**Aim of the exercise:** Scale the material from its first line through the line containing "[(419, 1195), (376, 1054), (366, 1069)]", writing out only those lines. Keep the requests unchanged, and multiply every coordinate in the answers by 1.1, rounding to whole numbers with halves rounded up.

**Extracted entries:**
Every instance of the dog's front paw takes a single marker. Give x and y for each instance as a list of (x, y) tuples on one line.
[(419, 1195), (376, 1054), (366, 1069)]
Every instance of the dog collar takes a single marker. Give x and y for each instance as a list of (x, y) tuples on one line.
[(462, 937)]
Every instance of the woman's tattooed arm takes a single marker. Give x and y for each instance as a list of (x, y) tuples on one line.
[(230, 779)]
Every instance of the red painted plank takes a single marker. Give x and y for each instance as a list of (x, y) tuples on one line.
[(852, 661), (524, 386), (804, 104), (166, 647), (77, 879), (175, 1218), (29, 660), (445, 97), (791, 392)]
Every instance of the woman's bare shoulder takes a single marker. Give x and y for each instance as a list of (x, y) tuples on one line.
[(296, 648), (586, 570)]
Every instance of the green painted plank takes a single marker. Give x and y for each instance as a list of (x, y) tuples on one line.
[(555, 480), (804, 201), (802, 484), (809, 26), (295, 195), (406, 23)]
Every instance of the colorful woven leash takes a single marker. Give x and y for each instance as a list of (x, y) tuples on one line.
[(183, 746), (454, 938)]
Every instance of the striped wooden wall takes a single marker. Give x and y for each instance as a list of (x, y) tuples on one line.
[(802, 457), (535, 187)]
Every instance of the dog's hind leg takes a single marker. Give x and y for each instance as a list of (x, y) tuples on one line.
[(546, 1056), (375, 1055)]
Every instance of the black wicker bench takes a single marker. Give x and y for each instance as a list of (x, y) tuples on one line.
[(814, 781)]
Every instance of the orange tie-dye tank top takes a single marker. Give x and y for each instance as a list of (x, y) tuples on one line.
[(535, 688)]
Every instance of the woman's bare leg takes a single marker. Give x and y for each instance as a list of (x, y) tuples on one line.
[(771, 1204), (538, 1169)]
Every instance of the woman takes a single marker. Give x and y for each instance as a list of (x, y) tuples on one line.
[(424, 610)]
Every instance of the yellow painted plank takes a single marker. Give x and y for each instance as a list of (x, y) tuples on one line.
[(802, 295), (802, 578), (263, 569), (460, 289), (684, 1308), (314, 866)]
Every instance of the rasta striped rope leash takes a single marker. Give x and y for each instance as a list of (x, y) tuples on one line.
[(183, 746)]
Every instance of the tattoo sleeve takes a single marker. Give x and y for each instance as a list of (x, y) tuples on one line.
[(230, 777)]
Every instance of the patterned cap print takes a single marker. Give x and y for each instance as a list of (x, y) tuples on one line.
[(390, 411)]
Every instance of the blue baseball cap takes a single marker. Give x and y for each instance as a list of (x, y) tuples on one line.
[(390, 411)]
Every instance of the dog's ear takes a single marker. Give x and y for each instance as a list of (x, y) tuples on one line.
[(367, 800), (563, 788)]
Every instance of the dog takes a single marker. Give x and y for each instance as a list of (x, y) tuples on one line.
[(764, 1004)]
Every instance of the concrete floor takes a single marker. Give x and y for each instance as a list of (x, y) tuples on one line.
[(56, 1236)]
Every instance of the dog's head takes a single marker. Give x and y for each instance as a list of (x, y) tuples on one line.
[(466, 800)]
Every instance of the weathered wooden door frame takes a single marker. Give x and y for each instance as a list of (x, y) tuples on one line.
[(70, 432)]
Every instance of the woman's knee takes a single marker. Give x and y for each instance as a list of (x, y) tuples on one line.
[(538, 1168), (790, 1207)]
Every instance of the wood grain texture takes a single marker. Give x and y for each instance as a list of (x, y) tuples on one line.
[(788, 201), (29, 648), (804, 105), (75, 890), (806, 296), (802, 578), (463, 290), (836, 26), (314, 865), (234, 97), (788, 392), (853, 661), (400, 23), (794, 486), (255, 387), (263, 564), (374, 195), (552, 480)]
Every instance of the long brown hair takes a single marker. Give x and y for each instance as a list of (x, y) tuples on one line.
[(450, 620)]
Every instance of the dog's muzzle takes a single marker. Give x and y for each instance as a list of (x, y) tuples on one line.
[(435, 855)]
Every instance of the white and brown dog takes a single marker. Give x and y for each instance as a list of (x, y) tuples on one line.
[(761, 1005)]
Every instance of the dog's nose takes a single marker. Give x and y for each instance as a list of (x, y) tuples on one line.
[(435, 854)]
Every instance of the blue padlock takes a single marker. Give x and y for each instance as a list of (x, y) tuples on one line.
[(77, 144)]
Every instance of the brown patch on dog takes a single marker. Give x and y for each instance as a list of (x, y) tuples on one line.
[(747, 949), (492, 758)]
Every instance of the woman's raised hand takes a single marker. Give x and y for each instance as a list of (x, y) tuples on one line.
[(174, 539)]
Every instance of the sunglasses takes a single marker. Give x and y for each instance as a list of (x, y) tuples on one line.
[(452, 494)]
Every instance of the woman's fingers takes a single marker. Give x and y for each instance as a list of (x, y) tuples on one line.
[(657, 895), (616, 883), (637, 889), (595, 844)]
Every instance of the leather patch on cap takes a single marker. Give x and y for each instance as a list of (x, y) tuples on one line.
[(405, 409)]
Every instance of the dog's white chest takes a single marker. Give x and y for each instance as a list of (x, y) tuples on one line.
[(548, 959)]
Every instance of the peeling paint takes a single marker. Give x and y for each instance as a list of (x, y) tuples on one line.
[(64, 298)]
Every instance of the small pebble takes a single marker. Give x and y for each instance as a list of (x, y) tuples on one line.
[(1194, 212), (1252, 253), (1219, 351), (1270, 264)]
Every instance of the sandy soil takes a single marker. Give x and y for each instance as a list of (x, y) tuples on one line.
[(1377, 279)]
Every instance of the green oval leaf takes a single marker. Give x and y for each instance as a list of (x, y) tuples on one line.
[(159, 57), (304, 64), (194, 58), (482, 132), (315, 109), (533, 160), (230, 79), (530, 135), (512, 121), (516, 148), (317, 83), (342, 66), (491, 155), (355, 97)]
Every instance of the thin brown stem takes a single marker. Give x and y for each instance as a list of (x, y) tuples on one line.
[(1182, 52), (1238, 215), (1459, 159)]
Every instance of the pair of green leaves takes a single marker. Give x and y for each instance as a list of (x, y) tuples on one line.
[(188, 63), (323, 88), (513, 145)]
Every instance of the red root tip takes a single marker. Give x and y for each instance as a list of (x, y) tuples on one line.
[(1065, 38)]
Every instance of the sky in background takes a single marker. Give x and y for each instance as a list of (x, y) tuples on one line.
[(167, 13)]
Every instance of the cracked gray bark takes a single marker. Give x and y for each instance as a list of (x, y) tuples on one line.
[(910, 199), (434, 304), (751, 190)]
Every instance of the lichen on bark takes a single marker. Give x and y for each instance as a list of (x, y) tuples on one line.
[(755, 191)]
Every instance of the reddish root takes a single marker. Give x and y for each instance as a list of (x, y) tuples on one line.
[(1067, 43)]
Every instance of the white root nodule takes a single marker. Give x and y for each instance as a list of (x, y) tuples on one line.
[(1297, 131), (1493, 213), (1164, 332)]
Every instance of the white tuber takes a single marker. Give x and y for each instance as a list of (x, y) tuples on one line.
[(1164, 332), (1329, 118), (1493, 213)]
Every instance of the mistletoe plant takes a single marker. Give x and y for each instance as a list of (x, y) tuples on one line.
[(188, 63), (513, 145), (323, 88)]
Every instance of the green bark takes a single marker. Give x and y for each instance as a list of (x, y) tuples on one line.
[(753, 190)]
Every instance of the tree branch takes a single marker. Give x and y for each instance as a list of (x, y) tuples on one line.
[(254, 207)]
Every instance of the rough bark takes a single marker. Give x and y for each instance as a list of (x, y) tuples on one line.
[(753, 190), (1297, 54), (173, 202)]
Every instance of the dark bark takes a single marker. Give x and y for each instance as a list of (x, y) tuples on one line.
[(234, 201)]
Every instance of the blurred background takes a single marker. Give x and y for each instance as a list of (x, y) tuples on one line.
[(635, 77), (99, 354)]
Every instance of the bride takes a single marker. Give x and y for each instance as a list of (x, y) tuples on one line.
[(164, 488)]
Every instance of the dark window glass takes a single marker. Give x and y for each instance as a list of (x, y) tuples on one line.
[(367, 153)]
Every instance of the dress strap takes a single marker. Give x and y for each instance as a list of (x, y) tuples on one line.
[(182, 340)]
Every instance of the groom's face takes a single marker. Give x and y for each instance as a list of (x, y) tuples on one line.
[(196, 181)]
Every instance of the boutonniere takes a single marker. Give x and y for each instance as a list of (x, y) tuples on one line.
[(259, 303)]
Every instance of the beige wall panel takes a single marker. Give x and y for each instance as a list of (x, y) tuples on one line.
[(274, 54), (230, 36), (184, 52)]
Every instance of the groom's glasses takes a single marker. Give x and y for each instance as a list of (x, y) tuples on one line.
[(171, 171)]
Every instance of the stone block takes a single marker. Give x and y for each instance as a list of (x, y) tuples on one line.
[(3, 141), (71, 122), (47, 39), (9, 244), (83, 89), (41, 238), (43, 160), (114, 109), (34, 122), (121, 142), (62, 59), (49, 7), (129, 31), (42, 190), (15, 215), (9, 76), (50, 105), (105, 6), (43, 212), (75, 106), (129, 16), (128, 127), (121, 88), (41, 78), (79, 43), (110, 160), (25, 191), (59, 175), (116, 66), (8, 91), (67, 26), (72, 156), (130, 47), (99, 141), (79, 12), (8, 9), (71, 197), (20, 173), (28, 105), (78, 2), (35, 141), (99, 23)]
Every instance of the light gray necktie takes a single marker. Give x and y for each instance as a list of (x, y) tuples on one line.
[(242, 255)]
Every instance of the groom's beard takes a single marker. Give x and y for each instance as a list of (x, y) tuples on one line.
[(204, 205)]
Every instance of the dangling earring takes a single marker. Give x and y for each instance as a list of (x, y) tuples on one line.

**Finished answer:**
Every instance of the dog's front paw takes a single marker. Give x and y for each instance as a list of (x, y) tuples on one line.
[(461, 1315), (414, 1159), (403, 1176)]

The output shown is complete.